** BEGIN Items **
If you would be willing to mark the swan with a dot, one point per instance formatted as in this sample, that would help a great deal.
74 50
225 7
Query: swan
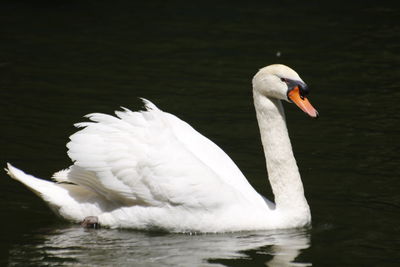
150 170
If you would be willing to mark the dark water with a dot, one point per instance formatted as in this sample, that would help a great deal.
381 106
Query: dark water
60 60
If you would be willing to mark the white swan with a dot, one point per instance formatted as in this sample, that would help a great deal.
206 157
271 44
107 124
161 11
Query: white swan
149 169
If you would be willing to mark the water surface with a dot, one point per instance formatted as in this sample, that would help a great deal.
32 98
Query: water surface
60 60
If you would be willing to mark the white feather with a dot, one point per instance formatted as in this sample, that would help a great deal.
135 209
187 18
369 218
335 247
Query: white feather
150 169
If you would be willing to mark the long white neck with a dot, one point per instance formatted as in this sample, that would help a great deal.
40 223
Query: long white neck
** END Items **
● **Objective**
Rewrite all the items above, swapping every "dot" for "cross" and changing nothing else. Leave the pictures out of your answer.

● **Task result**
If you would be willing to mark the swan with a cross, one point per instance formatted as in this sample, that would help a great deal.
74 50
225 7
Query: swan
150 170
If you would be willing to mark the dark water with a cross, one point per instance formatted as in this sample, that would help a great deal.
381 106
Query: dark water
60 60
If you would be willing to mark the white swan with a cross, one point per instance formatted as in this sample, that would help a great deal.
206 157
271 44
107 124
161 11
Query: white swan
149 169
If you would be willing to mark the water surface with a cross, one point per instance formatted as in this sample, that would help a great deal.
32 98
Query: water surface
60 60
If you would be willing to mark the white feather with a cross, one point per instance formatted as in this sample, that would help a great deal.
135 209
187 18
369 218
335 247
Query: white feather
150 169
If you would be willing to mark the long white neck with a cross, one point per instance formatted as in this sample, that would help a great deal.
40 223
Query: long white neck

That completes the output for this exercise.